Pick out every line of the entries below that contains the word "green", and copy each such line in full.

• Data to use
[START]

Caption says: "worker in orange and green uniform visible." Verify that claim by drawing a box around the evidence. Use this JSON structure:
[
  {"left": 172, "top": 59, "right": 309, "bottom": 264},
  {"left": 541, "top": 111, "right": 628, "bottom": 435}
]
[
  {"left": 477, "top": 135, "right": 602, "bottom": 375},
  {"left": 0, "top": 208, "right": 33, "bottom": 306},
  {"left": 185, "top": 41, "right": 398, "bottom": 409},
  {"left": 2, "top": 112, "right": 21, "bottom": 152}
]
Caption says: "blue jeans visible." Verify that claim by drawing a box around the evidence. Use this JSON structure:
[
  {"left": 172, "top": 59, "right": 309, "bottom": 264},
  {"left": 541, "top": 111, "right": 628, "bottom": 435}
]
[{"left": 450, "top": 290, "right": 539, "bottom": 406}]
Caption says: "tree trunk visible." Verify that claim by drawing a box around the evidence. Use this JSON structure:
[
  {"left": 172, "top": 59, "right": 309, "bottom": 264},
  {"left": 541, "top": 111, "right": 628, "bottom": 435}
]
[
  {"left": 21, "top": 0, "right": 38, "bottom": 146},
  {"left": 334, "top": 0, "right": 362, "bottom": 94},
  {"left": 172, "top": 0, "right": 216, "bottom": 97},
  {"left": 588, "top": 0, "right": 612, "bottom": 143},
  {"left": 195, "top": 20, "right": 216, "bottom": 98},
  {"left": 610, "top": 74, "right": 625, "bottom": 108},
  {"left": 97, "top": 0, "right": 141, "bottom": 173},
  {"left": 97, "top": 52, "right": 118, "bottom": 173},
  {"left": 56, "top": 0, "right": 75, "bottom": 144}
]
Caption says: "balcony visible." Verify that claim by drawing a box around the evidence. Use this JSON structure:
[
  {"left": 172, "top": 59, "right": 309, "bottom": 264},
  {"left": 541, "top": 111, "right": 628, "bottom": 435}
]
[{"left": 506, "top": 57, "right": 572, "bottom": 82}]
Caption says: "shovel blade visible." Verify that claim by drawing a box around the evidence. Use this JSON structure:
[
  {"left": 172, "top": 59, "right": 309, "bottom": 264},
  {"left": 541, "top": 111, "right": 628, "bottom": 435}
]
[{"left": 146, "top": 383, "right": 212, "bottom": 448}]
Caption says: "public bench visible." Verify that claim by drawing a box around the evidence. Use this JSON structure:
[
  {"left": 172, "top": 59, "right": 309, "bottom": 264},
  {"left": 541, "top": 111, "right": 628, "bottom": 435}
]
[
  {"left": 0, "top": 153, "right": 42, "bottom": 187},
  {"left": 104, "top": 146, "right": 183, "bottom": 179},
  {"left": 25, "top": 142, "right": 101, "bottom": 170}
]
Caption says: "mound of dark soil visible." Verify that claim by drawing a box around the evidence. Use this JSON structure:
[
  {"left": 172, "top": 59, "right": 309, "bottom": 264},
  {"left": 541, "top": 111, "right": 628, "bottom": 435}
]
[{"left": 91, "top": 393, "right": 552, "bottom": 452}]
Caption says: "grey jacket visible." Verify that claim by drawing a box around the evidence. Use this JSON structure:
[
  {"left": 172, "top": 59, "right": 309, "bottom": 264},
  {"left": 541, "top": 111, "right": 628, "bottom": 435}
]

[END]

• Full response
Caption says: "worker in orange and green uniform visible." Verify that claim by drawing a box around the evidence. Use this JSON structure:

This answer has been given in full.